Stored items from a collection
· · · · · · ·

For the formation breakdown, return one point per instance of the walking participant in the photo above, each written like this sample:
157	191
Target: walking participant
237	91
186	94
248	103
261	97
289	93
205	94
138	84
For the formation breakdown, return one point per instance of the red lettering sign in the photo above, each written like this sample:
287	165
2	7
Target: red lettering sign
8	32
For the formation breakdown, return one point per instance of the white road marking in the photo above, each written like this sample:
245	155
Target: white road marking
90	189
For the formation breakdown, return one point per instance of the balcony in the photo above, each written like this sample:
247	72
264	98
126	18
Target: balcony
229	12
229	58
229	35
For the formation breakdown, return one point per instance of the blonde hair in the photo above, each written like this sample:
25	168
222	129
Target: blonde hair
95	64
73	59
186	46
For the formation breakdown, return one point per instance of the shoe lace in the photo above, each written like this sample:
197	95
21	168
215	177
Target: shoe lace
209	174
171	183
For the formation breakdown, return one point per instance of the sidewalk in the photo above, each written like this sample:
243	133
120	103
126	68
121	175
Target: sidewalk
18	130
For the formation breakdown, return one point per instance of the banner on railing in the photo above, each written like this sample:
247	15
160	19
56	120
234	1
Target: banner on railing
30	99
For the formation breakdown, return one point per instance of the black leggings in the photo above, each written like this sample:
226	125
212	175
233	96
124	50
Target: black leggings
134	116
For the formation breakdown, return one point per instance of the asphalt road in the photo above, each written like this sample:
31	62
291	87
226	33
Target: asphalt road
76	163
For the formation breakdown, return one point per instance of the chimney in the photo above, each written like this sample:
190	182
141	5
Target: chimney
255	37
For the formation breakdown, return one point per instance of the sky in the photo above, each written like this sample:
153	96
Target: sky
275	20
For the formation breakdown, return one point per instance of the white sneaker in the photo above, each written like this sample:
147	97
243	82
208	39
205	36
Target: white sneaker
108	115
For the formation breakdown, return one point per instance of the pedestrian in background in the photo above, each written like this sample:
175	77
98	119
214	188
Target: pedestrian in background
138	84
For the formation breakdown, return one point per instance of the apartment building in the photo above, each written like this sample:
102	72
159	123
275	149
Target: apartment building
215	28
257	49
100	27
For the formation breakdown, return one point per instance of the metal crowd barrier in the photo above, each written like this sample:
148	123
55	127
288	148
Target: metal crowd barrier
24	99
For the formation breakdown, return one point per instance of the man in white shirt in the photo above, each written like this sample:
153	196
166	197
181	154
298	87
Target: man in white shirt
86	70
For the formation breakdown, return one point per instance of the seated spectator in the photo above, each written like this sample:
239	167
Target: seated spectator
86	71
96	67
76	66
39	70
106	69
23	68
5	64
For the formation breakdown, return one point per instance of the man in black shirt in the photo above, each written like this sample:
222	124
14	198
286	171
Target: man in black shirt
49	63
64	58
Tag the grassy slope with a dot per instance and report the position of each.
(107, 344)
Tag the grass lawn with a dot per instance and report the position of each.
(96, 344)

· · · · · · ·

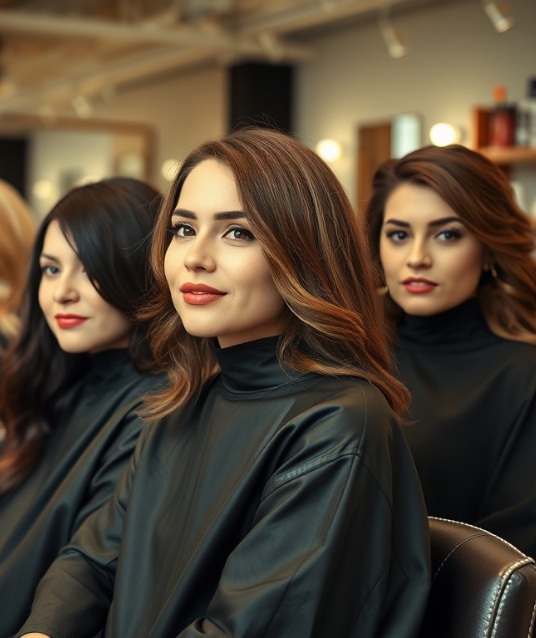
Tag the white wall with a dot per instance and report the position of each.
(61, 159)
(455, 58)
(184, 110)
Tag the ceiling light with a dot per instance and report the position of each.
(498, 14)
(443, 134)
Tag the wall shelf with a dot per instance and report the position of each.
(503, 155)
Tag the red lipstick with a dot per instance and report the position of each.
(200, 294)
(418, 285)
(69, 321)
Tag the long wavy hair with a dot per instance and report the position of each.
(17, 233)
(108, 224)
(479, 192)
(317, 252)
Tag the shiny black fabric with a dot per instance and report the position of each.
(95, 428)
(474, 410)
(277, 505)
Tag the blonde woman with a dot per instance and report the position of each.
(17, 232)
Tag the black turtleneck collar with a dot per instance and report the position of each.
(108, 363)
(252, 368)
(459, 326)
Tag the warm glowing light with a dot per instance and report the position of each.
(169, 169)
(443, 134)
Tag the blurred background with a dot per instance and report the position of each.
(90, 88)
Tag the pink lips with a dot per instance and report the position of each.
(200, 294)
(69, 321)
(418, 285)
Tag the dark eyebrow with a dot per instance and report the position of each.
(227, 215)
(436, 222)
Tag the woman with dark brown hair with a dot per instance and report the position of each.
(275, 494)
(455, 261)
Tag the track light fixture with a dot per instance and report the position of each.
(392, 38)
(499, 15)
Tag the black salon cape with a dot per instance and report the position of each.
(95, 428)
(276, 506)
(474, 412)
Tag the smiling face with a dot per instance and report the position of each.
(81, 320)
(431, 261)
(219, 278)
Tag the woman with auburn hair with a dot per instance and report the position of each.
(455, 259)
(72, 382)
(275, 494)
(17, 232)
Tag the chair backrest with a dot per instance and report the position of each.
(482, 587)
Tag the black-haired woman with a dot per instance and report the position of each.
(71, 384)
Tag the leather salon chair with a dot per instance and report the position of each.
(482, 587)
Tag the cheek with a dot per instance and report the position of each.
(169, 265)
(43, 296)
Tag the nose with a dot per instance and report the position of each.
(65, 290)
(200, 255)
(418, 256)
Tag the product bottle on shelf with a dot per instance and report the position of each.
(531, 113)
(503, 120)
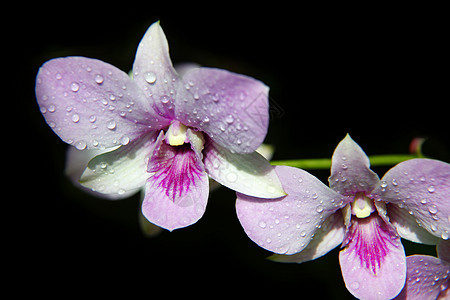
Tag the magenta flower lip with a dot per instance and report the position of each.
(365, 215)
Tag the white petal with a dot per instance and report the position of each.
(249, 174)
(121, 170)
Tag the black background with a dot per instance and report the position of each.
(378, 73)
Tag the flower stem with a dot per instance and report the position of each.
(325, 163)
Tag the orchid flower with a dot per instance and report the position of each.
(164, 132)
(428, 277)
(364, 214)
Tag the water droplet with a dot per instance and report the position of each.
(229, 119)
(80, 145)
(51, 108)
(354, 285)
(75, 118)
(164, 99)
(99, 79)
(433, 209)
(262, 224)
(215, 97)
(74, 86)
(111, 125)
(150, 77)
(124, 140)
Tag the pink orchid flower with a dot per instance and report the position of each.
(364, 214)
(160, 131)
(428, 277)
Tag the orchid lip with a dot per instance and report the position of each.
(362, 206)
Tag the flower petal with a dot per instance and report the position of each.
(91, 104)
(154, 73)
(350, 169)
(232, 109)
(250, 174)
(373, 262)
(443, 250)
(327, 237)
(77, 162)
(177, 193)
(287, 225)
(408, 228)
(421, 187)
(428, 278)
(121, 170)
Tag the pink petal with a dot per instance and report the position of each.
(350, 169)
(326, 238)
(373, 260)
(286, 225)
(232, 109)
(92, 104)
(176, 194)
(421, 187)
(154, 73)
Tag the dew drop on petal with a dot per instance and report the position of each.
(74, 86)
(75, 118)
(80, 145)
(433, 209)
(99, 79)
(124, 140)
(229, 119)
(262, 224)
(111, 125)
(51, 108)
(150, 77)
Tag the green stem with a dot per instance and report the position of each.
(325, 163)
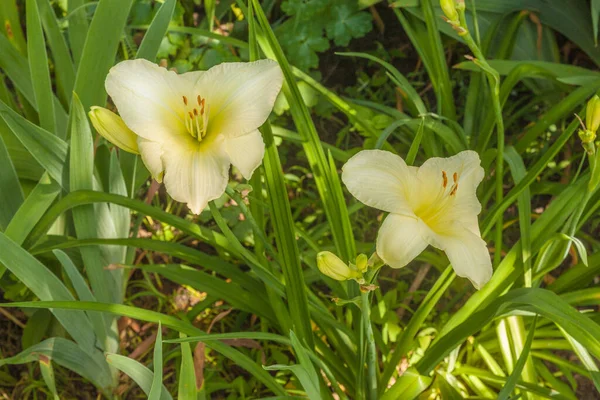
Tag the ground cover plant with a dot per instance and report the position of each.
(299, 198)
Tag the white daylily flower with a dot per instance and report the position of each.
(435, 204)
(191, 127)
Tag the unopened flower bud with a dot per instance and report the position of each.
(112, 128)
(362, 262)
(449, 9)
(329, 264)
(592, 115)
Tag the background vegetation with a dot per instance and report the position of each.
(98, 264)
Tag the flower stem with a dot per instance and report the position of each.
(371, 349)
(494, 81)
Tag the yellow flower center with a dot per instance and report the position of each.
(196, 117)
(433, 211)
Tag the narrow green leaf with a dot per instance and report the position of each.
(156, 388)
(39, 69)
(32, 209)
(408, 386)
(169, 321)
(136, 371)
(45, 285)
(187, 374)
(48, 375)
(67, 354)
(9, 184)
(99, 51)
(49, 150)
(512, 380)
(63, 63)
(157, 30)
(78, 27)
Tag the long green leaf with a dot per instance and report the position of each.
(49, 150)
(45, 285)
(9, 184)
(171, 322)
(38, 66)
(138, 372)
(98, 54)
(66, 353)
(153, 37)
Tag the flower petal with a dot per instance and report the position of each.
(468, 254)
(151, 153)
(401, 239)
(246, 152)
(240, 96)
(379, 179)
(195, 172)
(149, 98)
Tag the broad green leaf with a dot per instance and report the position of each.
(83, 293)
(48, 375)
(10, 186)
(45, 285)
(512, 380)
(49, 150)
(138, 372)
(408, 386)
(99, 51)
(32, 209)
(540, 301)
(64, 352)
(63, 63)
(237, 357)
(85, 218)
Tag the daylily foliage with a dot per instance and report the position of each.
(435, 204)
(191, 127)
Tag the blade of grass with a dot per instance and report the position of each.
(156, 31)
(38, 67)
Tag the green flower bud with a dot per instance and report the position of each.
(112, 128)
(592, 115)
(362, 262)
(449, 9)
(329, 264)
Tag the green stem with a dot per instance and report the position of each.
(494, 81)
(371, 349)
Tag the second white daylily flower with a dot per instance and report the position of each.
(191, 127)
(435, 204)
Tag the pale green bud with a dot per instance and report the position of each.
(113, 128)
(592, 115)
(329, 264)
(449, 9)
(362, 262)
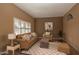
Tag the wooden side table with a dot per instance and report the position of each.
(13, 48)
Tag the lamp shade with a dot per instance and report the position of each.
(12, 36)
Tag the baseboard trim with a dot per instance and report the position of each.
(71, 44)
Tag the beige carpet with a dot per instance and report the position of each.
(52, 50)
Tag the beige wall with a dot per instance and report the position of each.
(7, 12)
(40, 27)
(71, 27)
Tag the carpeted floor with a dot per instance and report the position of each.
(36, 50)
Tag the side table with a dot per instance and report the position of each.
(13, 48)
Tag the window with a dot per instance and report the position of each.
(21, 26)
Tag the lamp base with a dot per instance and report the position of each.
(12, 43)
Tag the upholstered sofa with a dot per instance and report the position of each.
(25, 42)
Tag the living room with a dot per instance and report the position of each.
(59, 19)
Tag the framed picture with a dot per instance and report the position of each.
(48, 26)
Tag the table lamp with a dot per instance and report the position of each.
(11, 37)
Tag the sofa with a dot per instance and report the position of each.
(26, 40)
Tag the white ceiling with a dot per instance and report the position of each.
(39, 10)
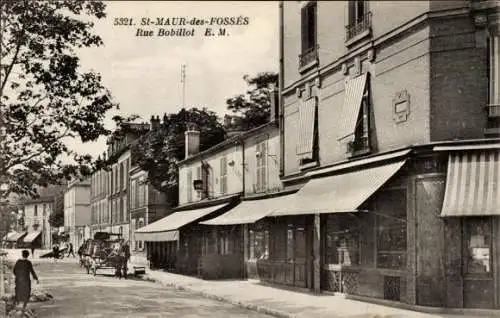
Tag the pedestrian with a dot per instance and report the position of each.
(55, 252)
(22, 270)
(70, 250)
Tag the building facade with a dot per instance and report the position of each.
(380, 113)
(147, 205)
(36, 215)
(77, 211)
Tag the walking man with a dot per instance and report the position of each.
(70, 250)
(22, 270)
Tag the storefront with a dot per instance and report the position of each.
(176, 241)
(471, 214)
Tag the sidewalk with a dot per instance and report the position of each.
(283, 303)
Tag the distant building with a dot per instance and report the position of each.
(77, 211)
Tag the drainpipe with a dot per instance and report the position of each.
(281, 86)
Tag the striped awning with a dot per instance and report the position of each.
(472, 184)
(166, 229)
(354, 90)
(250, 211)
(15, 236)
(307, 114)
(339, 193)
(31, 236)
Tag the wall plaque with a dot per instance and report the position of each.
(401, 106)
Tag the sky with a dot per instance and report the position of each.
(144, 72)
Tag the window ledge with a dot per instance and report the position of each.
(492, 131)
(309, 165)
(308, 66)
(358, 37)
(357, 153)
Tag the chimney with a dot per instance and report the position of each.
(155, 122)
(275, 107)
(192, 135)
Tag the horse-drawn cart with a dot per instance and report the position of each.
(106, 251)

· · · · · · ·

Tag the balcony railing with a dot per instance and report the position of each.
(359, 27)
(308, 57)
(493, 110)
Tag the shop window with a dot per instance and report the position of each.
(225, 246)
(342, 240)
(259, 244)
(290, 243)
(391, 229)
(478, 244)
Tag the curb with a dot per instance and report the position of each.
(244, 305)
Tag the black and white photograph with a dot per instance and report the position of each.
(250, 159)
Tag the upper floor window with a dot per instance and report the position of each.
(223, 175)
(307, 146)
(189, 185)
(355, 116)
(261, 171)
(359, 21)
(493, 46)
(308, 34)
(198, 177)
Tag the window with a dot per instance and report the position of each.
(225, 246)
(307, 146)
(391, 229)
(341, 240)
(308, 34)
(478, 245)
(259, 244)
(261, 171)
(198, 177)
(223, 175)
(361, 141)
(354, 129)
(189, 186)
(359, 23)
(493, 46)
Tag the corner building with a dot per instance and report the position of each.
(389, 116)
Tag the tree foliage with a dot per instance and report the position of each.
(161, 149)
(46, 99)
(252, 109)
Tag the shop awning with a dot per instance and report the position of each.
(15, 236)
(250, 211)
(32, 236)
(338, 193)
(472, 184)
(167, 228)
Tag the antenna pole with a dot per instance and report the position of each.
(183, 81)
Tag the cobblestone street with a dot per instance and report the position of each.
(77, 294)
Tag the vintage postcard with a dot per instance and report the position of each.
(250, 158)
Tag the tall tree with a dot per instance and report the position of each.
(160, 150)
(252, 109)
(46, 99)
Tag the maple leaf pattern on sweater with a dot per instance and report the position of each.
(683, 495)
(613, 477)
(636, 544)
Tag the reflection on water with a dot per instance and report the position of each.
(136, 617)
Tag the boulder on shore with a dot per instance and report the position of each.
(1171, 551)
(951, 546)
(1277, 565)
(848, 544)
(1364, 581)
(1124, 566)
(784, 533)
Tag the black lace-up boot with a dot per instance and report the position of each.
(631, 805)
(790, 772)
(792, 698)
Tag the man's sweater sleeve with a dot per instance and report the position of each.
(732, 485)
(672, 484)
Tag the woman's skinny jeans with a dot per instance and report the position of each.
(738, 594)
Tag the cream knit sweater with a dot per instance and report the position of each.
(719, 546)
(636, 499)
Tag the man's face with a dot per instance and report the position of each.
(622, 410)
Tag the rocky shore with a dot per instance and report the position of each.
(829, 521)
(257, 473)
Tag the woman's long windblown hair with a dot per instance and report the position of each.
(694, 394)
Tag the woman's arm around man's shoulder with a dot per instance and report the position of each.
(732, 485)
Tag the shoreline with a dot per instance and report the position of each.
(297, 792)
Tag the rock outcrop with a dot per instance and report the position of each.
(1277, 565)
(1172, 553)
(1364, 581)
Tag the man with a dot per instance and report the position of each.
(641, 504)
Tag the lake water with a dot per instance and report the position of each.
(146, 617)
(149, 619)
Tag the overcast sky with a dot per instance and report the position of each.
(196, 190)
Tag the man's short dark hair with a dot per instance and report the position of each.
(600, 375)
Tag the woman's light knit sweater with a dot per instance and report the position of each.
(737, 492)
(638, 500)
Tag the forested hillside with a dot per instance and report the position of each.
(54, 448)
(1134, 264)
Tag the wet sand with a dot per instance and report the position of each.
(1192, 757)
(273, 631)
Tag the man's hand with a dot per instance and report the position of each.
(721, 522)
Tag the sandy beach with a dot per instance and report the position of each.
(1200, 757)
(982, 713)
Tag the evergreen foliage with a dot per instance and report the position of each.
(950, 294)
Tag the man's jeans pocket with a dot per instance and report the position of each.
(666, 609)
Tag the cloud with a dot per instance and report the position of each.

· · · · · · ·

An exact copy of the lines above, from the one containing "Target: red lettering sign" down to the one containing "the white sneaker" and including both, is the whole answer; retype it and nothing else.

**Answer to the exercise**
Target: red lettering sign
8	32
For the formation breakdown, return one point per instance of the white road marking in the photo above, each written like this sample:
245	155
Target: white road marking
90	189
For the formation breakdown, return one point per instance of the balcony in the photo above, each written like this sample:
247	72
264	98
126	18
Target: balcony
229	12
229	58
229	35
For the formation breakdown, return one point per instance of the blonde hair in the photo above, each written like this sample:
25	168
222	129
Target: blonde hair
95	64
73	59
186	46
For the formation breakdown, return one point per instance of the shoe lace in the photo above, each written like this sample:
197	95
21	168
215	177
Target: shoe lace
209	174
171	183
For the formation breakdown, return one point per instance of the sidewalk in the photo above, each written like this sample:
243	133
120	103
126	68
121	175
Target: sidewalk
18	130
For the formation breakdown, return one point per instance of the banner on railing in the photo above, each written like this sample:
247	15
160	19
56	120
234	1
Target: banner on railing
30	99
For the formation breakdown, return one point per instance of the black leggings in the photo above, each written like this sample:
226	125
212	175
233	96
124	50
Target: black leggings
134	116
For the formation breakdown, return one point per instance of the asphalt road in the photo above, each written like this sample:
31	62
291	87
226	33
Target: asphalt road
76	163
For the formation breakdown, return one point per instance of the chimney in the photo above, each written like this sample:
190	182
141	5
Target: chimney
255	37
For the formation breakdown, return one point per instance of the sky in the photo above, each written like this sample:
153	96
Target: sky
275	20
For the formation breakdown, return one point per instance of the white sneaker in the photo above, each written like this sample:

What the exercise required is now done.